## BEGIN DATA FOR THIS TASK

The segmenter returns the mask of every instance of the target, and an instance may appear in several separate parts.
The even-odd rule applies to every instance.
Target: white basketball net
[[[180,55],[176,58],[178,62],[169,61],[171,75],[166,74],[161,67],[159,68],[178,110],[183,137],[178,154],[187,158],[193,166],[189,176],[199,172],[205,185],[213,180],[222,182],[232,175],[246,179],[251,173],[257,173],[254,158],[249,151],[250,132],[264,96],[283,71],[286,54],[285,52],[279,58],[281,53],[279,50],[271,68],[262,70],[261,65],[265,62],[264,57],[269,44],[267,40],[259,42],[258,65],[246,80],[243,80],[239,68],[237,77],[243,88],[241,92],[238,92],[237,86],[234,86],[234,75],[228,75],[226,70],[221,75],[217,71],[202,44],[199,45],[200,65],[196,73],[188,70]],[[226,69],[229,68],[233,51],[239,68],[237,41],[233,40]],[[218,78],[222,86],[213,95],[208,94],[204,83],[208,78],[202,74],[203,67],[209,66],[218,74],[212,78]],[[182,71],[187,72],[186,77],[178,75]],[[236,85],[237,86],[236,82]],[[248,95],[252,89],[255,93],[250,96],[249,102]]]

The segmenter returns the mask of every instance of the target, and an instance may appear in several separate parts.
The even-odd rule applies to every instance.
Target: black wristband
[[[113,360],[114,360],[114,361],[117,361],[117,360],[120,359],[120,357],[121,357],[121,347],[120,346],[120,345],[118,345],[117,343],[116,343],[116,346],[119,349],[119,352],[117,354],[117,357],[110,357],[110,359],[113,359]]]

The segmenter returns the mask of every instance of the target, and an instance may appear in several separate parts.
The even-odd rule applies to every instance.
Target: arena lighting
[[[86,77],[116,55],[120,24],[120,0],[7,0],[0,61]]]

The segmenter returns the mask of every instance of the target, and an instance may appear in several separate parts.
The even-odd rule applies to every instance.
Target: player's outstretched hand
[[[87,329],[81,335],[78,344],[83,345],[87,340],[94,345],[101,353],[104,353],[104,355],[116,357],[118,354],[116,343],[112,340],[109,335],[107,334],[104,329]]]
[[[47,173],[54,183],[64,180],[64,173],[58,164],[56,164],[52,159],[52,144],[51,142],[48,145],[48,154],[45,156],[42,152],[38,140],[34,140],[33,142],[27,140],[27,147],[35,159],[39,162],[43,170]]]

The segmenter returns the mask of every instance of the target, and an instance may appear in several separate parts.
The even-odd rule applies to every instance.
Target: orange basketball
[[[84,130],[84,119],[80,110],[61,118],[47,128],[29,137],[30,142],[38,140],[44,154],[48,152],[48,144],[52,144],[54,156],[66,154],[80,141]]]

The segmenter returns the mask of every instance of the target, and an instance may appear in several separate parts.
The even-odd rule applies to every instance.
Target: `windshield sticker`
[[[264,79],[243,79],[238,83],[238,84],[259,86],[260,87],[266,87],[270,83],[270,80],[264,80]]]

## END DATA FOR THIS TASK

SET TASK:
Convert all of the material above into a two-column CSV whose header is input,output. Give one row per entry, with the entry's full text under input and its polygon answer under output, each in a single quoted field with line breaks replaced by spaces.

SOLUTION FOR THIS EXERCISE:
input,output
"The segmenter returns the mask of every instance of the target, and an instance may appear in several separate parts. The even-odd rule applies to every instance. Target: white basketball net","[[[180,55],[176,58],[178,62],[169,61],[171,75],[166,74],[161,67],[159,68],[178,110],[183,137],[178,154],[187,158],[193,166],[189,176],[199,172],[205,185],[213,180],[222,182],[232,175],[246,179],[251,173],[257,173],[254,158],[249,151],[250,132],[264,96],[283,71],[286,54],[285,52],[279,58],[281,53],[279,50],[271,68],[262,70],[261,65],[265,62],[264,57],[269,44],[267,40],[259,42],[258,65],[246,80],[243,80],[239,68],[237,77],[243,88],[241,92],[238,92],[237,86],[234,86],[234,75],[228,75],[226,70],[221,75],[217,71],[202,44],[199,45],[200,65],[196,73],[188,70]],[[226,69],[229,68],[233,51],[239,68],[237,41],[233,40]],[[218,78],[222,86],[213,95],[208,94],[204,83],[208,78],[202,74],[203,67],[209,66],[218,74],[212,78]],[[182,71],[187,72],[186,77],[178,75]],[[236,85],[237,86],[236,82]],[[248,95],[252,89],[255,93],[250,96],[249,102]]]"
"The segmenter returns the mask of every instance of the target, and an instance may appear in several separate parts. The even-odd rule applies to every instance. Target: black wristband","[[[113,360],[114,360],[114,361],[117,361],[117,360],[120,359],[120,357],[121,357],[121,347],[120,346],[120,345],[118,345],[117,343],[116,343],[116,346],[119,349],[119,352],[117,354],[117,357],[110,357],[110,359],[113,359]]]"
"The segmenter returns the mask of every instance of the target, and an instance may appear in several separate parts. The even-odd rule applies to every instance. Target: arena lighting","[[[86,77],[116,55],[120,24],[120,0],[7,0],[0,61]]]"
"The segmenter returns the mask of every instance of the target, and an instance may appear in several separate parts. The even-odd rule applies to every instance. Target: player's outstretched hand","[[[87,329],[81,335],[78,344],[83,345],[87,340],[94,345],[101,353],[104,353],[104,355],[116,357],[118,354],[116,343],[112,340],[109,335],[107,334],[104,329]]] [[[47,173],[54,183],[64,180],[64,173],[58,164],[56,164],[52,159],[52,144],[51,142],[48,145],[48,154],[45,156],[42,152],[38,140],[34,140],[33,142],[27,140],[27,147],[35,159],[39,162],[43,170]]]"
"The segmenter returns the mask of every instance of the target, and an instance may appear in several separate parts. The even-odd rule applies to every instance. Target: orange basketball","[[[84,130],[84,119],[80,110],[61,118],[47,128],[29,137],[30,142],[38,140],[44,154],[48,152],[48,144],[52,144],[54,156],[66,154],[80,141]]]"
"The segmenter returns the mask of every instance of the target, and an instance may appear in several separate parts. The even-odd rule applies to every instance. Target: `windshield sticker`","[[[264,79],[243,79],[238,83],[238,84],[259,86],[260,87],[266,87],[270,83],[270,80],[264,80]]]"